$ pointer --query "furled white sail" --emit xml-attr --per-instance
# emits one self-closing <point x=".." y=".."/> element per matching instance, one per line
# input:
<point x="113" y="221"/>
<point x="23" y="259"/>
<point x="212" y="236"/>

- [EXERCISE DESCRIPTION] Switch "furled white sail" to "folded white sail" wherever it occurs in the records above, and write out all their lines again with nothing else changed.

- [ANSWER FOR THE TASK]
$ pointer --query "folded white sail" --emit xml-attr --per-instance
# emits one self-closing <point x=".." y=".."/> element per matching instance, one per line
# input:
<point x="113" y="221"/>
<point x="23" y="259"/>
<point x="212" y="236"/>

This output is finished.